To-do list:
a – Which trigger types are used across the two ScaledObject definitions in the KEDA and Service Bus text?
b – Edit the KEDA and Service Bus text starting at "while (!stoppingToken.IsCancellationRequested)" and ending at "message in messages)", replacing "stoppingToken" with "shutdownToken".

Passage provided:
━━━━━━━━━━━━━━━━━━━━

Phase 3: KEDA Event-Driven Autoscaling

Phase 3: KEDA Event-Driven Autoscaling

Scaling Based on Azure Service Bus Queue Depth

# keda/order-processor-scaler.yaml
apiVersion: keda.sh/v1alpha1
kind: ScaledObject
metadata:
  name: order-processor-scaler
  namespace: production
spec:
  scaleTargetRef:
    name: order-processor
  pollingInterval: 15
  cooldownPeriod: 60
  minReplicaCount: 1
  maxReplicaCount: 30
  fallback:
    failureThreshold: 3
    replicas: 5
  triggers:
    - type: azure-servicebus
      metadata:
        queueName: order-processing
        namespace: cloudnative-bus
        messageCount: "10"
        activationMessageCount: "1"
        connectionFromEnv: SERVICEBUS_CONNECTION
    - type: cron
      metadata:
        timezone: "America/New_York"
        start: "0 8 * * 1-5"
        end: "0 20 * * 1-5"
        desiredReplicas: "5"
---
# Scale based on HTTP traffic using Prometheus metrics
apiVersion: keda.sh/v1alpha1
kind: ScaledObject
metadata:
  name: api-gateway-scaler
  namespace: production
spec:
  scaleTargetRef:
    name: api-gateway
  pollingInterval: 10
  cooldownPeriod: 120
  minReplicaCount: 3
  maxReplicaCount: 50
  triggers:
    - type: prometheus
      metadata:
        serverAddress: http://prometheus-server.monitoring:9090
        metricName: http_requests_per_second
        query: |
          sum(rate(http_requests_total{app="api-gateway"}[2m]))
        threshold: "200"
        activationThreshold: "50"
    - type: cpu
      metricType: Utilization
      metadata:
        value: "70"
    - type: memory
      metricType: Utilization
      metadata:
        value: "80"

Phase 4: Azure Service Bus Patterns

Dead Letter Processing and Retry Logic

public class ServiceBusDeadLetterProcessor : BackgroundService
{
    private readonly ServiceBusClient _client;
    private readonly ILogger<ServiceBusDeadLetterProcessor> _logger;

    protected override async Task ExecuteAsync(CancellationToken stoppingToken)
    {
        var dlqReceiver = _client.CreateReceiver(
            "order-processing",
            new ServiceBusReceiverOptions
            {
                SubQueue = SubQueue.DeadLetter,
                ReceiveMode = ServiceBusReceiveMode.PeekLock
            });

        while (!stoppingToken.IsCancellationRequested)
        {
            var messages = await dlqReceiver.ReceiveMessagesAsync(
                maxMessages: 10,
                maxWaitTime: TimeSpan.FromSeconds(30),
                cancellationToken: stoppingToken);

            foreach (var message in messages)
            {
                var deadLetterReason = message.DeadLetterReason;
                var errorDescription = message.DeadLetterErrorDescription;

                _logger.LogWarning(
                    "Dead letter: {Reason} - {Description} for message {Id}",
                    deadLetterReason, errorDescription, message.MessageId);

                // Analyze and route dead letters
                if (IsRetryable(deadLetterReason))

━━━━━━━━━━━━━━━━━━━━

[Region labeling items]

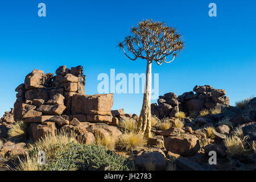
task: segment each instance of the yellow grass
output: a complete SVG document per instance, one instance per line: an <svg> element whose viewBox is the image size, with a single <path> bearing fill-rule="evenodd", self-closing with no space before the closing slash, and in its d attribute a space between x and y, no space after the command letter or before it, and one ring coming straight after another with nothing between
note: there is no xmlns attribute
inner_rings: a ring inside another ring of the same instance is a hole
<svg viewBox="0 0 256 182"><path fill-rule="evenodd" d="M186 118L186 114L182 111L177 112L175 113L175 118L184 119Z"/></svg>
<svg viewBox="0 0 256 182"><path fill-rule="evenodd" d="M243 146L238 137L232 136L224 139L224 144L231 155L242 152Z"/></svg>
<svg viewBox="0 0 256 182"><path fill-rule="evenodd" d="M27 135L27 125L23 121L16 121L8 131L11 138L23 138Z"/></svg>
<svg viewBox="0 0 256 182"><path fill-rule="evenodd" d="M210 114L210 111L208 110L204 109L200 111L199 114L200 114L200 117L204 117L207 115Z"/></svg>
<svg viewBox="0 0 256 182"><path fill-rule="evenodd" d="M222 113L221 108L220 106L216 106L214 108L210 109L210 114L218 114Z"/></svg>
<svg viewBox="0 0 256 182"><path fill-rule="evenodd" d="M135 133L137 129L136 126L136 120L130 118L126 118L125 119L122 118L118 123L118 126L121 129L128 133Z"/></svg>
<svg viewBox="0 0 256 182"><path fill-rule="evenodd" d="M141 134L127 133L119 136L116 147L121 150L133 151L140 150L147 144L146 139Z"/></svg>
<svg viewBox="0 0 256 182"><path fill-rule="evenodd" d="M100 132L94 133L95 141L97 145L106 147L109 150L113 150L114 148L115 141L110 136L102 135Z"/></svg>
<svg viewBox="0 0 256 182"><path fill-rule="evenodd" d="M72 132L67 133L60 131L56 135L47 134L45 137L35 142L34 150L36 154L35 155L26 155L23 160L19 158L20 164L16 167L15 169L18 171L39 170L38 156L36 155L39 151L43 151L46 152L46 162L47 162L48 160L53 158L60 146L65 147L72 142L76 142L75 134Z"/></svg>
<svg viewBox="0 0 256 182"><path fill-rule="evenodd" d="M192 119L196 118L197 115L197 111L196 110L192 110L189 111L189 117Z"/></svg>
<svg viewBox="0 0 256 182"><path fill-rule="evenodd" d="M245 109L246 105L250 102L251 100L251 97L245 98L243 100L241 100L236 102L236 106L242 109Z"/></svg>
<svg viewBox="0 0 256 182"><path fill-rule="evenodd" d="M213 133L213 131L215 131L215 129L213 126L209 126L204 130L204 133L207 135L208 138L214 138L215 134Z"/></svg>
<svg viewBox="0 0 256 182"><path fill-rule="evenodd" d="M154 127L160 122L160 119L155 115L151 115L151 126Z"/></svg>
<svg viewBox="0 0 256 182"><path fill-rule="evenodd" d="M161 119L158 125L158 128L160 130L166 130L172 127L172 124L170 122L169 118L164 118Z"/></svg>
<svg viewBox="0 0 256 182"><path fill-rule="evenodd" d="M179 122L177 123L175 123L174 126L174 127L179 127L180 129L183 128L184 127L184 121L180 119L179 119Z"/></svg>
<svg viewBox="0 0 256 182"><path fill-rule="evenodd" d="M220 125L225 125L229 127L230 128L233 128L233 123L230 122L230 118L229 118L227 117L224 117L224 118L221 119L219 122L218 123Z"/></svg>

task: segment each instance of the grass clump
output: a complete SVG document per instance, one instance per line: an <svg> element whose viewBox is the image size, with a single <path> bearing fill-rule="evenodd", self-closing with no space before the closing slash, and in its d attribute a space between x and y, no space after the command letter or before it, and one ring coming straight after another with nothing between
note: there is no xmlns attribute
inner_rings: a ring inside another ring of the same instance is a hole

━━━━━━━━━━━━━━━━━━━━

Results of the exercise:
a – azure-servicebus, cron, prometheus, cpu, memory

b –
while (!shutdownToken.IsCancellationRequested)
        {
            var messages = await dlqReceiver.ReceiveMessagesAsync(
                maxMessages: 10,
                maxWaitTime: TimeSpan.FromSeconds(30),
                cancellationToken: shutdownToken);

            foreach (var message in messages)